_Excerpted passage_

I have tried torchscript model
on python got same output as in C++
model = jit.load("parseq.torchscript")
model.eval()
img_transform = SceneTextDataModule.get_transform((32, 128))
image = Image.open('cropped.jpeg').convert('RGB')
image = img_transform(image).unsqueeze(0).to('cpu')
p = model(image)
p.softmax(-1)
pred, probs = decode(p)
print(f'{pred[0]}')
Output
tensor([ 6, 76, 1, 1, 9, 3, 4, 6, 7, 10, 1, 1, 1, 4, 4, 4, 3, 3,
4, 4, 4, 10, 2, 4, 4, 0])
tensor([14.4258, 11.3851, 17.1263, 17.0329, 15.8301, 15.8701, 15.8736, 16.0863,
15.7481, 14.2250, 10.7678, 13.9986, 12.8545, 14.0670, 8.8345, 6.2844,
6.2651, 5.6718, 8.0785, 9.5057, 9.3010, 11.1427, 8.4386, 9.0718,
9.1752, 8.5811], grad_fn=<MaxBackward0>)
5-00823569000333223339133
I was doing mistake here p.softmax(-1)
it should be p = p.softmax(-1)
and in c++ it should be output = output.softmax(-1);
After trying different version of Pytorch in C++ got correct output on torch version 1.13.1 but still issue in inference time that is almost 7 times high in C++ as compared to python. Issue mentioned here
I found the torch version of parseq which is able to convert onnx and tensorrt too https://github.com/bharatsubedi/PARseq_torch
I found the torch version of parseq which is able to convert onnx and tensorrt too https://github.com/bharatsubedi/PARseq_torch
The reference implementation is PyTorch. PyTorch-Lightning is only used for training and has nothing to do with the model during inference. The model code here is designed to be easily importable and usable in other projects—there's no need to remove the PL references because the model instance would work just like any other vanilla nn.Module
.
I would reckon that the difference in outputs is due to differences in the internal data representations. Can't really say, since I'm not familiar with the implementation of Torch in both Python and C++. You'd also notice the same difference in outputs if you run the exact same model weights on different hardware and/or software stacks.
Maby a little late, but torch version is not enough for the solution here. I think the main problem comes from your random dummy_input when converting:
dummy_input = torch.rand(1, 3, 32, 128) # (1, 3, 32, 128) by default
traced_script_module = torch.jit.trace(model, dummy_input)

_Extracted information_
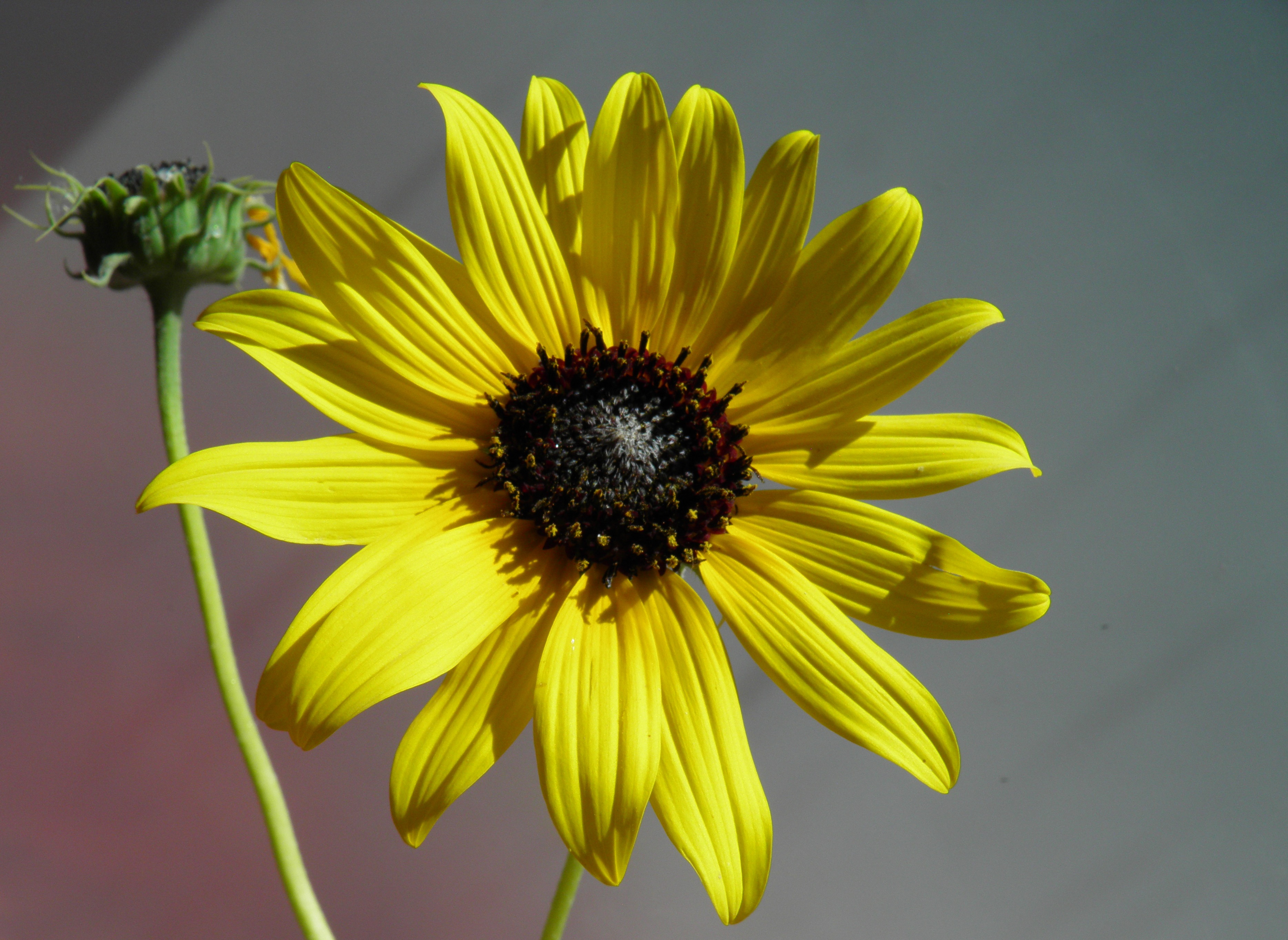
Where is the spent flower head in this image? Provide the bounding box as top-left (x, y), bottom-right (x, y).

...

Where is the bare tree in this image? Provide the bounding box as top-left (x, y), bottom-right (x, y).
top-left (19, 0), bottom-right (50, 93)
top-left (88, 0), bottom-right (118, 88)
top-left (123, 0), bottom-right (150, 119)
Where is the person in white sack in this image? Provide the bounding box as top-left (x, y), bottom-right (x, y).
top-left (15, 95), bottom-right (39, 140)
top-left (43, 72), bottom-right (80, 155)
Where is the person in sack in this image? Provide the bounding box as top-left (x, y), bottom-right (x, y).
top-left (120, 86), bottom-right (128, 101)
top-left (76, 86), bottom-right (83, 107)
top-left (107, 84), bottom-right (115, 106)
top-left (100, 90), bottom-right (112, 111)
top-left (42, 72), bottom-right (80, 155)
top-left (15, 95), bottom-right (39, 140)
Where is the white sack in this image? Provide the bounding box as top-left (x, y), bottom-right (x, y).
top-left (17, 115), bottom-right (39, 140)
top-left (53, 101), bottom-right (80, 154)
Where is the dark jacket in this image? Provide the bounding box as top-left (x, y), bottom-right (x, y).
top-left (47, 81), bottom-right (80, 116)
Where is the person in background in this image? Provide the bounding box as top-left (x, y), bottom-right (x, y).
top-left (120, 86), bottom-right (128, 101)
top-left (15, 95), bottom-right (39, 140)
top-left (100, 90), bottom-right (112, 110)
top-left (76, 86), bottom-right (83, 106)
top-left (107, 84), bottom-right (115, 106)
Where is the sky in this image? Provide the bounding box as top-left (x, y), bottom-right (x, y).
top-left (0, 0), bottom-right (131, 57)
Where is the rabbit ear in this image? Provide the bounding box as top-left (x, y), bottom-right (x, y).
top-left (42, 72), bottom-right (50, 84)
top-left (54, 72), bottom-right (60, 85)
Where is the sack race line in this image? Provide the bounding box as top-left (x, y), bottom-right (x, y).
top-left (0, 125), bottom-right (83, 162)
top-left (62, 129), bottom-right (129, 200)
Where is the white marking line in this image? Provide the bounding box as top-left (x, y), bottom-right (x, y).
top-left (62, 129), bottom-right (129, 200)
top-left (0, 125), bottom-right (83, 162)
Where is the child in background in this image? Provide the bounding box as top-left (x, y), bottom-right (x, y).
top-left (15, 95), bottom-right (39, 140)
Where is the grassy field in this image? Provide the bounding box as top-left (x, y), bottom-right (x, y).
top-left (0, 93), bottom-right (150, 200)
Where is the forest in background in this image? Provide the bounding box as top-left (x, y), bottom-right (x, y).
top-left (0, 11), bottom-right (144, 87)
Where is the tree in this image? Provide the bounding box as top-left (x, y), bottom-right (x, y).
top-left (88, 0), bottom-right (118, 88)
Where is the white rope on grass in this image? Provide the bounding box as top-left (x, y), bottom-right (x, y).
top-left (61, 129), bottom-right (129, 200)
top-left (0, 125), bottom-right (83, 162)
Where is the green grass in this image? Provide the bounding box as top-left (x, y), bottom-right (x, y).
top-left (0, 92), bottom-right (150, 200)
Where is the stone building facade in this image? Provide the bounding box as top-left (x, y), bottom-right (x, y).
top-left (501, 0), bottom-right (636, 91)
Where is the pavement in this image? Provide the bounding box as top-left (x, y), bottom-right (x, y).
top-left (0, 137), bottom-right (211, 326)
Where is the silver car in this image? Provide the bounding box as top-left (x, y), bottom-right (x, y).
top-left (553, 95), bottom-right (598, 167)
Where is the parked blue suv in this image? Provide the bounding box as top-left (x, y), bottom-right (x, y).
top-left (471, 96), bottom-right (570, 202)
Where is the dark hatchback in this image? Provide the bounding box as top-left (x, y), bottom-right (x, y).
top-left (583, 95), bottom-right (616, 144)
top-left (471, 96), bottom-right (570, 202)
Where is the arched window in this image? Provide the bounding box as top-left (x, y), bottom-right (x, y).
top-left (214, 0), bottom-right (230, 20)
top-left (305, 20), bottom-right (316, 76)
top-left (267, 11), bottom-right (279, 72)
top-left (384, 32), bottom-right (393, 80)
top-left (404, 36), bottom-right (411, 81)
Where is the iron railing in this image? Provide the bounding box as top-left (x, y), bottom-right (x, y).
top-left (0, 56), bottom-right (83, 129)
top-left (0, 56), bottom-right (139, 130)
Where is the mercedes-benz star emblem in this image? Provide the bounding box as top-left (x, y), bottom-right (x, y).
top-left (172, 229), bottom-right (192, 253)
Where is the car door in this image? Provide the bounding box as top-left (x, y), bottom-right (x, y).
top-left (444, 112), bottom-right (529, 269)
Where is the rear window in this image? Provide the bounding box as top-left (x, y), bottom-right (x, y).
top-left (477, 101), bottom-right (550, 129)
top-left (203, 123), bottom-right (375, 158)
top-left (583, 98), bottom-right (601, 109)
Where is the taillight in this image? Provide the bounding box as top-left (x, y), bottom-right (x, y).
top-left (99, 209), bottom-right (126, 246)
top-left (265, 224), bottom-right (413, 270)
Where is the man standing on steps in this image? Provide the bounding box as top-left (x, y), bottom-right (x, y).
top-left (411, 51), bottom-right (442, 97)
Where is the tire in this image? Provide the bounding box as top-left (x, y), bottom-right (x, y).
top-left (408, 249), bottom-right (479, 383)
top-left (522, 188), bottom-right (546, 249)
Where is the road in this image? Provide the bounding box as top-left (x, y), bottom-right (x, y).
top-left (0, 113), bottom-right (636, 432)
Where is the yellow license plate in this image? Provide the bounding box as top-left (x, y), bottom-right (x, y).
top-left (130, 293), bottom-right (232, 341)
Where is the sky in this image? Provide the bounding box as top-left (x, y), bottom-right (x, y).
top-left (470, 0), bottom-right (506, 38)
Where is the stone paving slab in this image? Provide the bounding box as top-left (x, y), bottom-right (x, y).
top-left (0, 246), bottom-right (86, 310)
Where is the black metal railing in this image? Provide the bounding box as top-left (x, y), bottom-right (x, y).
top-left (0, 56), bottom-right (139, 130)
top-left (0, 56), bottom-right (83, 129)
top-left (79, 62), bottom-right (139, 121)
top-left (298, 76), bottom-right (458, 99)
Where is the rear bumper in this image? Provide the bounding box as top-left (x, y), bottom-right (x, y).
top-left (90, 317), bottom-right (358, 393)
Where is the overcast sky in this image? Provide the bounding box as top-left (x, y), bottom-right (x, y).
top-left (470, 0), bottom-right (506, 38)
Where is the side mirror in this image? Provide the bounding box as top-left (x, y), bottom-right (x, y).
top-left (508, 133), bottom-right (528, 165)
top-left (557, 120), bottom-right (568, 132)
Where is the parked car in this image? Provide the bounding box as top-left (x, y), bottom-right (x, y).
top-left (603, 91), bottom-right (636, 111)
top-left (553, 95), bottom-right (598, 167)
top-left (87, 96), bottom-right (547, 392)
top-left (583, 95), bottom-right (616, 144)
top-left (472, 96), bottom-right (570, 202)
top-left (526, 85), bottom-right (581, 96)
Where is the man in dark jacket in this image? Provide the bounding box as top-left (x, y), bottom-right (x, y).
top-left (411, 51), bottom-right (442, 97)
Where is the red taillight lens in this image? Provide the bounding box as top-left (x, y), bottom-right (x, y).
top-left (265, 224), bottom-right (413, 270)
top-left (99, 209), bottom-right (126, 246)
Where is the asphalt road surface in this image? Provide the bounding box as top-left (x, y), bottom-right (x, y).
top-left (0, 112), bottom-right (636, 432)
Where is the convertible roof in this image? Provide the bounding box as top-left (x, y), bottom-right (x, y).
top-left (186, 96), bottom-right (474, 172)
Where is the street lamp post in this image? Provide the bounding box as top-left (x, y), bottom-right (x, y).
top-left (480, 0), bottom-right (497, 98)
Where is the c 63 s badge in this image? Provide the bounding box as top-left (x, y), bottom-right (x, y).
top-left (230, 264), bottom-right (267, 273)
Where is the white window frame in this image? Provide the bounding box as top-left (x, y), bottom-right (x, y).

_Jobs_
1: Write out the stretch of the PARSeq forum thread from "img_transform = SceneTextDataModule.get_transform((32, 128))" through "probs = decode(p)".
2: According to the PARSeq forum thread, on which torch version did the C++ code finally give correct output?
The data is separate material from the PARSeq forum thread.

_Answers for the tasks_
1:
img_transform = SceneTextDataModule.get_transform((32, 128))
image = Image.open('cropped.jpeg').convert('RGB')
image = img_transform(image).unsqueeze(0).to('cpu')
p = model(image)
p.softmax(-1)
pred, probs = decode(p)

2: Torch version 1.13.1.